▶ Set task:
Write out the whole listing word for word.

▶ Input records:

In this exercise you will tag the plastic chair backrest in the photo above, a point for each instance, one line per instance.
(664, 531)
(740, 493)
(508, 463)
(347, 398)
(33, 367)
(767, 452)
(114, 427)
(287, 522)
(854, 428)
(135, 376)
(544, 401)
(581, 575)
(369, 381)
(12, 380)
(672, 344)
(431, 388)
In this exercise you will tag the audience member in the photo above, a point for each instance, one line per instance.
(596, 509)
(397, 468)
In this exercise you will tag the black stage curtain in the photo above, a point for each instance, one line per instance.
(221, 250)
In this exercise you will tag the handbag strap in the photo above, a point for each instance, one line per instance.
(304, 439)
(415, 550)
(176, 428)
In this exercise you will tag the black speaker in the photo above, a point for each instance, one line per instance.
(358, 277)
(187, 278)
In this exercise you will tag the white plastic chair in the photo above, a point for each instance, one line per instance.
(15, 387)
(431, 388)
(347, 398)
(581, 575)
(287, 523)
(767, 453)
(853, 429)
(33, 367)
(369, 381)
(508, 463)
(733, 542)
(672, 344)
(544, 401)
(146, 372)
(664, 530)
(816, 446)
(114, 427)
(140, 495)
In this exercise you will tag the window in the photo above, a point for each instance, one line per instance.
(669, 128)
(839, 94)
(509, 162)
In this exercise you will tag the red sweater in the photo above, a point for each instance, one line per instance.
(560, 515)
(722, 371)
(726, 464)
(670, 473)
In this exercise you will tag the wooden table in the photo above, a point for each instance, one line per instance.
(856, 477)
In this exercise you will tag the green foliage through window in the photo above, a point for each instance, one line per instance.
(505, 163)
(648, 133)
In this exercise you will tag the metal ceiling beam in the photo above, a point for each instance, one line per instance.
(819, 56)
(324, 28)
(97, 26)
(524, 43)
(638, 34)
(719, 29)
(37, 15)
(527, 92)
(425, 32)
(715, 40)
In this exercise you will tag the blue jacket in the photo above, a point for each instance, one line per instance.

▶ Solution:
In this exercise you will tag the plastic chair backrest in the photo above, a point for each instance, one line per instance.
(664, 531)
(740, 493)
(508, 463)
(347, 398)
(33, 367)
(767, 452)
(114, 427)
(287, 522)
(854, 428)
(135, 376)
(544, 401)
(581, 575)
(369, 381)
(12, 380)
(672, 344)
(431, 388)
In this exercise you will tag the audience member in the photo above, a point for each instance, one line per instance.
(596, 509)
(397, 468)
In this exercise you will tag the black stage curtain in the photo above, a point for each instance, one line per instance.
(221, 250)
In this exercise you will tag the handbag strap in the photo above, a point for each instance, one line per instance.
(304, 439)
(415, 550)
(176, 428)
In this exercise you will tag the black speaker in the photo above, a point for each instance, one line per instance.
(358, 277)
(187, 278)
In this exercise you will tag the white plastic chair in the photo above, a point for each instance, one line per instance.
(15, 387)
(431, 388)
(347, 398)
(581, 575)
(287, 523)
(767, 453)
(853, 429)
(33, 367)
(369, 381)
(508, 463)
(733, 542)
(672, 344)
(544, 401)
(146, 372)
(664, 530)
(816, 446)
(114, 427)
(140, 495)
In this exercise you will tag the window in the photo above, a point for each instance, one line per instance.
(669, 128)
(839, 94)
(509, 162)
In this exercise you will tag the red sweater in the photo above, a point for each instance, one line per instance.
(560, 515)
(722, 371)
(726, 464)
(670, 473)
In this exercise you will tag the wooden table in the photo above, a point for each instance, one line per instance.
(856, 477)
In this exercise you will tag the green foliage through window in the photo above, a point for each instance, one line per instance.
(505, 163)
(648, 133)
In this exercise you will tag the metal ceiling beam in the photo above, a point for each instance, one line per instance.
(819, 56)
(324, 28)
(97, 26)
(524, 43)
(638, 34)
(719, 29)
(37, 15)
(527, 92)
(425, 32)
(715, 40)
In this exercise you will tag the blue jacket in the photo above, a point for each instance, one line per instance.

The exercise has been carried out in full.